Coordinate annotation records
<<<<

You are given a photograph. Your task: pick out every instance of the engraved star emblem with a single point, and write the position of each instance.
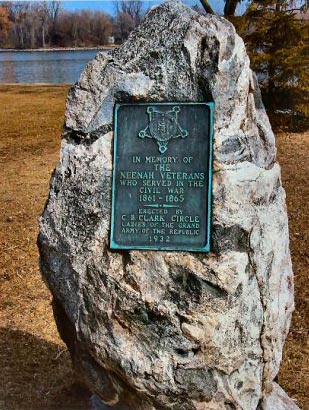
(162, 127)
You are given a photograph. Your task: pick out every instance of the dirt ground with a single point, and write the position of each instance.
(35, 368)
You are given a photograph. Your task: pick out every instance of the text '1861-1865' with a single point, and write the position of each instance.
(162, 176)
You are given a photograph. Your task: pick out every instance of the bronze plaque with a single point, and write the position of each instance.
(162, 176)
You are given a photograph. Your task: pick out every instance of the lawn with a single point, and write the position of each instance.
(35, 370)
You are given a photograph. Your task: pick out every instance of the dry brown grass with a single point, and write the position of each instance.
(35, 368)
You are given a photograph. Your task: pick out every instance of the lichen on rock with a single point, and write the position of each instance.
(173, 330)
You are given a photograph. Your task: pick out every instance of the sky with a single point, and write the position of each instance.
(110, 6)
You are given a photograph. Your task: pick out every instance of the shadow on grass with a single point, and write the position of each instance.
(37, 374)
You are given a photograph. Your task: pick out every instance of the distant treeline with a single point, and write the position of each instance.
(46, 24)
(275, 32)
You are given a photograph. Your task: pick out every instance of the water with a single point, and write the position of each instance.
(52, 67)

>>>>
<<<<

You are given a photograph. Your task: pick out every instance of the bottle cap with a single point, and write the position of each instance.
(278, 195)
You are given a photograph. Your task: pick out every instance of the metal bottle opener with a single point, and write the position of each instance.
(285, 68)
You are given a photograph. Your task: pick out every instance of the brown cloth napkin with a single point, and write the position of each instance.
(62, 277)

>>>>

Count the lines of the data above that contain the string "grass", treating case as significant. Reply with the number alone.

**Solution for this problem**
2